Provided passage START

I do not know the specific amount of times I have uttered the words "I quit" over the past 4 weeks.  I have actually perfected my knack for finding the perfect gif to accompany my "quitting" depending on what exactly Sonzee seizure related issue has driven me to fall to the depths.  I keep being told I am not allowed to quit, but honestly, I am losing my ability to keep running this marathon.  Consider me the person on the side in a tent drinking a very large bottle of water, procrastinating continuing the race, needing a very long pep-talk, and also a huge push to get back on the path (there inevitably was a bribe of a large glass of wine, mounds of comfort food, and someone pulling my hand).

There is no problem being persuaded to not quit, truth be told I say it because I have no other words to say, but no matter what I cannot quit.  Even though I won't ever end with the best time, and realistically there won't ever be a happy finish, giving up isn't really a viable option.  It wouldn't even make me feel good in the long run.  In my mind it is useless to keep up fighting the useless seizure control battle, but it is also impossible to not keep attempting to break them down.  

I know this is a losing battle.  I know we are up against a beast that is just not capable of being tamed.  I know the havoc these episodes cause to her little brain are irreversible and detrimental.  I know how all of these medications we give to her are just poisoning her body and even if they are helping to an extent, they aren't a solid match.   The constant battle of having a CDKL5 mutation will always be one filled with the painstaking process of trial and error, but quitting isn't going to change that.

Provided passage END
Given records START

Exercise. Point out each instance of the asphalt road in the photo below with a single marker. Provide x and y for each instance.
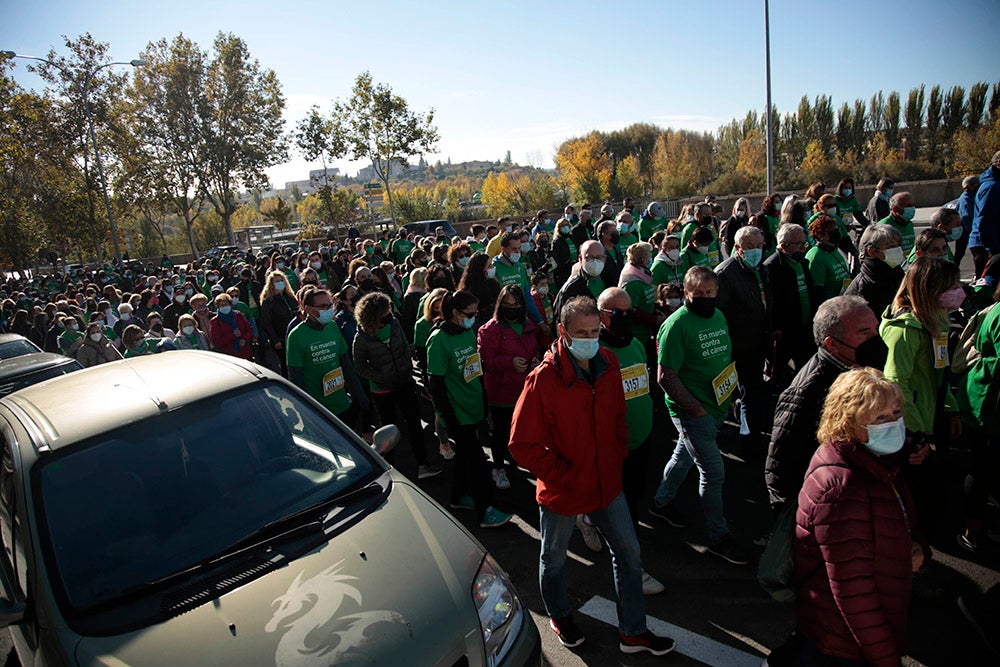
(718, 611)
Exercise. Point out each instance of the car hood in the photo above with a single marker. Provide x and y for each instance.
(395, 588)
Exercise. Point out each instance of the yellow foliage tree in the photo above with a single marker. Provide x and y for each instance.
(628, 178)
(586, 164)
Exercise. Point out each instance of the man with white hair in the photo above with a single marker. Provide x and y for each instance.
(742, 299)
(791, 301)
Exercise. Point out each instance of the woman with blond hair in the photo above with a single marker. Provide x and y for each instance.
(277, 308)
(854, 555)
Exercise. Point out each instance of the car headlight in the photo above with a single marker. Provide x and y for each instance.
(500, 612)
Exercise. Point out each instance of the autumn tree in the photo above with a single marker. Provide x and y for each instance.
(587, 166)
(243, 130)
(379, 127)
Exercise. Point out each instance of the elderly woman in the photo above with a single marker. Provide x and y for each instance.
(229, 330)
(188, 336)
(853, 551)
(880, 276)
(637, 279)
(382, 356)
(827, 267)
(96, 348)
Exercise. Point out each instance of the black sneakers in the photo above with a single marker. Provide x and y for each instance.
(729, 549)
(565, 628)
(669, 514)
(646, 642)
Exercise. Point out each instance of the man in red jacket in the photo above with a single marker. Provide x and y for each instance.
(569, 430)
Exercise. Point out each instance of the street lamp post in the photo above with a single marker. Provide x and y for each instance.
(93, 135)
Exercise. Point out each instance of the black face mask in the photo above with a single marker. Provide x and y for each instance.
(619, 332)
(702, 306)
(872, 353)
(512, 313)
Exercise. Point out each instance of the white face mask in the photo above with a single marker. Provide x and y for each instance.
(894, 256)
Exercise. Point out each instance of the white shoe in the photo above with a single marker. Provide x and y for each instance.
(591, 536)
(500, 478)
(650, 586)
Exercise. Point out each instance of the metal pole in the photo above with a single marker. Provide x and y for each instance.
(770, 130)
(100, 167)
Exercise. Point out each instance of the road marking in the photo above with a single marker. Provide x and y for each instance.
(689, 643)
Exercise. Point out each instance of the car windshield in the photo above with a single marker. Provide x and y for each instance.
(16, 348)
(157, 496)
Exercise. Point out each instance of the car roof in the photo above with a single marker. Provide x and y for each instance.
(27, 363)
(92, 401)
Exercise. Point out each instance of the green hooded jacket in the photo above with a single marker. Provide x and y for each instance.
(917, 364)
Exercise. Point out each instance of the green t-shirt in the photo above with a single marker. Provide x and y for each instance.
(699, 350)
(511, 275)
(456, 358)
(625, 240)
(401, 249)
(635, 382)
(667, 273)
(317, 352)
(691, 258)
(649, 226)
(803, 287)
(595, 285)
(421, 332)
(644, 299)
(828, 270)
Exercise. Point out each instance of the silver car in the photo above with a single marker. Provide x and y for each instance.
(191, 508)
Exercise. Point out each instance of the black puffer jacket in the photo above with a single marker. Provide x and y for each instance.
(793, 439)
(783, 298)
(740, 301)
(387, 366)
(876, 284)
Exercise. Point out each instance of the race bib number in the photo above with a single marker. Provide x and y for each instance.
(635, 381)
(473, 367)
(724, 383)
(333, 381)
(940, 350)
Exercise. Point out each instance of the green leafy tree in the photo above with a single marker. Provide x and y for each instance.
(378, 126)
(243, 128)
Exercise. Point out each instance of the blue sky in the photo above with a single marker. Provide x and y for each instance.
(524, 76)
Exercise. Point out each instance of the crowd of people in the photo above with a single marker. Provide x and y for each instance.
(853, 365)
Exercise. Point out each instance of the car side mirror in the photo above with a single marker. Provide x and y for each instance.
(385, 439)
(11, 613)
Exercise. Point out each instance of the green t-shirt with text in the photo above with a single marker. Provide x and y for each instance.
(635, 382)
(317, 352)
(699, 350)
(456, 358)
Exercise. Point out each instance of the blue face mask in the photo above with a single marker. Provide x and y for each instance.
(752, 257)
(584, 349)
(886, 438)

Given records END

In the passage about Sonzee's seizures, over what period does the writer say the words "I quit" have been uttered countless times?

**Task output**
Over the past 4 weeks.